▸ **What to work on**: Switch each occurrence of "shrub" in the records below to "bush", leaving every other part of the lines unchanged.

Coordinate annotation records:
-- start --

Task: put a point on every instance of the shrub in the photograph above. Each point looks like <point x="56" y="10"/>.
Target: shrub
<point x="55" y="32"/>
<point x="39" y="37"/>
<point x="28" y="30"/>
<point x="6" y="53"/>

-- end --

▸ **Solution for this task**:
Task: put a point on every instance of the bush in the photograph above. Each point looks like <point x="56" y="10"/>.
Target: bush
<point x="55" y="32"/>
<point x="39" y="37"/>
<point x="28" y="30"/>
<point x="6" y="53"/>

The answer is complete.